### The task:
As an exercise, copy out the entries exactly as written.

### Data extracts:
⁂
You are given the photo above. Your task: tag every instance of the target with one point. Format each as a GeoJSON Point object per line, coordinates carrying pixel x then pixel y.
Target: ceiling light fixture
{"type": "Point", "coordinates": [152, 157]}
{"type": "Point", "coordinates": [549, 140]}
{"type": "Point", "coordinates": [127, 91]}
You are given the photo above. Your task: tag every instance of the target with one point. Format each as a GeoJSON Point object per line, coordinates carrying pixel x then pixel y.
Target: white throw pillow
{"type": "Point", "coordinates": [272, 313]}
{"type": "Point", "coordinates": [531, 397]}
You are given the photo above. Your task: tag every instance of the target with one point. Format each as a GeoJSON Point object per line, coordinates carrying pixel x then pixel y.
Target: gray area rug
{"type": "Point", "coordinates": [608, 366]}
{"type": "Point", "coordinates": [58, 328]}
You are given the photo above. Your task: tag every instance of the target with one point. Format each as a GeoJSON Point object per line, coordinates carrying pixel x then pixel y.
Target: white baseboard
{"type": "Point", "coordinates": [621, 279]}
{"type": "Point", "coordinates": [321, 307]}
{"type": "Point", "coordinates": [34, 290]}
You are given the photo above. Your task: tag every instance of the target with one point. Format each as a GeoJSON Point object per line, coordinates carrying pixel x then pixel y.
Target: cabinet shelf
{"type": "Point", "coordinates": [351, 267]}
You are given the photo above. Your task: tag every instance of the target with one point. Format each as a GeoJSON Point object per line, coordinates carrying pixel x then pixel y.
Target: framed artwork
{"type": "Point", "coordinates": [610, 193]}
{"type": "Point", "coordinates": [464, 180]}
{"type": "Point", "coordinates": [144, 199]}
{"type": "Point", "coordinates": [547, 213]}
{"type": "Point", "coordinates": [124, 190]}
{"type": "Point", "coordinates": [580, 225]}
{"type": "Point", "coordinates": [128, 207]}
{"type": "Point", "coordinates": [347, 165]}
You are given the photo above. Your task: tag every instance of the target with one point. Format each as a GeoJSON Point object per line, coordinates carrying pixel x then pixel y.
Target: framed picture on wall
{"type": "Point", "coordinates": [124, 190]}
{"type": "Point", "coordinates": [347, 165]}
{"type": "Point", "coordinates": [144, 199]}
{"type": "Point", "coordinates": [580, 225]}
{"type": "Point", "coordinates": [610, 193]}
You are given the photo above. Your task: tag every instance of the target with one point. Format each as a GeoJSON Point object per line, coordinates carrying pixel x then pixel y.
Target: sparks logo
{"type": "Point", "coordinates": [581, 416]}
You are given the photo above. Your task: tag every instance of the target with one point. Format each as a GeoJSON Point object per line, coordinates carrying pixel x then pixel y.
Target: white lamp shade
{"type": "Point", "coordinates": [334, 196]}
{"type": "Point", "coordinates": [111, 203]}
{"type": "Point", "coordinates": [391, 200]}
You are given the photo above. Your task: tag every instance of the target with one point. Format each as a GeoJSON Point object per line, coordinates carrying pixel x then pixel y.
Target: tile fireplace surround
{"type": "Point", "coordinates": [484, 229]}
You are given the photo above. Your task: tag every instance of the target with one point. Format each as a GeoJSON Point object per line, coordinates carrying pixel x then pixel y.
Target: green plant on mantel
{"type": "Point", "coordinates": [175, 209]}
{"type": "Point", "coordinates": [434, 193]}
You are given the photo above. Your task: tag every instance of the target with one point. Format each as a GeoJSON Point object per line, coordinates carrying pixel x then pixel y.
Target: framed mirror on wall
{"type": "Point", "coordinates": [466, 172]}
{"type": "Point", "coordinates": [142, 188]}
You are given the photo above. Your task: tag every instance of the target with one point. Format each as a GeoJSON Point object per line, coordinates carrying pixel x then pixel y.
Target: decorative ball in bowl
⁂
### Task answer:
You are given the photo above. Your task: tag every instance of the target with one point. Format each as a GeoJSON Point object per line, coordinates carrying pixel x then pixel y.
Target: ceiling light fixture
{"type": "Point", "coordinates": [152, 157]}
{"type": "Point", "coordinates": [549, 140]}
{"type": "Point", "coordinates": [127, 91]}
You are given the photo above. Your task: tag every instance of the target with one point. Format each as a GeoJSON Point object per line, coordinates carrying pixel x then pixel y.
Target: white throw pillow
{"type": "Point", "coordinates": [272, 313]}
{"type": "Point", "coordinates": [531, 397]}
You are given the photo above. Your task: tag every instance of the target with one point. Format each as a GeoJSON Point object per line, coordinates carrying pixel x then pixel y.
Target: gray area rug
{"type": "Point", "coordinates": [608, 366]}
{"type": "Point", "coordinates": [58, 328]}
You are given the photo above. Your task: tag every instance of the target with one point. Format each as a GeoJSON Point object per line, coordinates carrying pixel x then pixel y.
Target: white baseboard
{"type": "Point", "coordinates": [621, 279]}
{"type": "Point", "coordinates": [321, 307]}
{"type": "Point", "coordinates": [34, 290]}
You are given the photo above. Your task: tag every instance of the target with one point. Format each as a GeoJSON Point object per line, coordinates carrying pixel x then pixel y.
Target: cabinet shelf
{"type": "Point", "coordinates": [351, 267]}
You are given the photo above. Your task: tag every instance of the target with one point. Format each as a GeoJSON Point object per line, coordinates carrying pixel x then pixel y.
Target: framed artwork
{"type": "Point", "coordinates": [610, 193]}
{"type": "Point", "coordinates": [464, 180]}
{"type": "Point", "coordinates": [144, 199]}
{"type": "Point", "coordinates": [547, 213]}
{"type": "Point", "coordinates": [124, 190]}
{"type": "Point", "coordinates": [580, 225]}
{"type": "Point", "coordinates": [128, 207]}
{"type": "Point", "coordinates": [347, 165]}
You are given the photo above. Your task: tag every instance of the target with one point. Format each as a GeoJSON Point object per line, coordinates carrying pixel x then pixel y.
Target: framed picture on wall
{"type": "Point", "coordinates": [124, 190]}
{"type": "Point", "coordinates": [347, 165]}
{"type": "Point", "coordinates": [144, 199]}
{"type": "Point", "coordinates": [580, 225]}
{"type": "Point", "coordinates": [610, 193]}
You are given the photo above. Your task: tag every instance of the target with one point. Format each as a GeoJSON Point object per line, coordinates carrying pixel x then pixel y.
Target: sparks logo
{"type": "Point", "coordinates": [581, 416]}
You are given the photo above. Your task: tag every instance of the target with one point. Format each as a GeoJSON Point object per line, coordinates carrying pixel x then pixel y.
Target: white lamp shade
{"type": "Point", "coordinates": [334, 196]}
{"type": "Point", "coordinates": [111, 203]}
{"type": "Point", "coordinates": [391, 200]}
You are given the photo above. Your task: tag every instance of the target with one point. Format each as a GeoJSON Point object per line, coordinates carrying pixel x then pixel y.
Target: tile fireplace surround
{"type": "Point", "coordinates": [484, 229]}
You are given the photo above. Your task: tag every instance of the target with one point. Format each as a GeoJSON Point object per line, coordinates carrying pixel x then pixel y.
Target: green plant on mantel
{"type": "Point", "coordinates": [175, 209]}
{"type": "Point", "coordinates": [434, 193]}
You are given the photo above. Your task: tag every instance of the target with one point. Format each as a GeoJSON Point object per line, coordinates carrying pixel x then pixel y.
Target: framed mirror on wall
{"type": "Point", "coordinates": [466, 172]}
{"type": "Point", "coordinates": [142, 188]}
You are given the photo above. Your task: tag every instance of the target with one point. Format each as a GeoJSON Point object per line, coordinates carrying pixel x then pixel y.
Target: decorative ball in bowl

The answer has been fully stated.